EXCERPTED PASSAGE:
•••

Elder Abuse, Neglect Make Early Death Far More Likely

ByABC News
August 4, 2009, 8:18 PM

Aug. 5 -- TUESDAY, Aug. 4 (HealthDay News) -- When seniors stop taking proper care of themselves, their risk for death increases nearly sixfold, a new study shows.

In addition, elderly people who are abused physically, emotionally, financially or through withdrawal of care don't fare much better. Their risk for dying more than doubles, the researchers report.

"Elder self-neglect and abuse really have severe consequences," said study author Dr. XinQi Dong, an associate professor of medicine at Rush University Medical Center in Chicago.

Though people often associate dementia or Alzheimer's disease with self-neglect, the researchers found that "it's not just the cognitively impaired" who are affected, Dong said. "Even more capable seniors face a higher risk of premature death from self-neglect."

The findings are reported in the Aug. 5 issue of the Journal of the American Medical Association.

Elder self-neglect is the most common reason that someone is referred to adult protective services, according to Dr. Thomas Gill, author of an accompanying editorial in the same issue of the journal. The inability to care for oneself, which characterizes self-neglect, can include failing to provide adequate food, water, clothing, shelter and necessary medications and not following basic hygiene practices, according to the study and editorial.

•••

(Referring expression pointing data)
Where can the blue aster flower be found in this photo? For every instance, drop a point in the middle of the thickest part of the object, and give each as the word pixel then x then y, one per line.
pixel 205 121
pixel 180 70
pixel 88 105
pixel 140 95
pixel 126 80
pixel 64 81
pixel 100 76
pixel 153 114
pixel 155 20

•••

PARTS OF THE EXERCISE:
1 – According to the elder abuse article, by how much does self-neglect increase a senior's risk of death?
2 – Carry on with the article on elder abuse and neglect from where it stops.
The items are unrelated material that stands apart from the elder abuse article.

RESULTS OF THE TASKS:
1 – Nearly sixfold.

2 –
Abuse can include physical or sexual abuse, confinement, emotional abuse, caregiver neglect, deprivation or financial exploitation, the study reported.

Dong and his colleagues followed a group of 9,318 Chicago residents, all older than 65, who were participating in the Chicago Health and Aging Project. During the study period, from 1993 to 2005, social service agencies received reports of self-neglect on 1,544 of the participants, and 113 were reported as being abused. During about seven years of follow-up, 4,306 of the participants died.

The researchers found that elder self-neglect was associated with a 5.82 times increased risk for mortality in the year after a report of self-neglect. For abused seniors, the chance that they would die in the year after the abuse was reported was more than twice as great as it was for seniors who were not abused.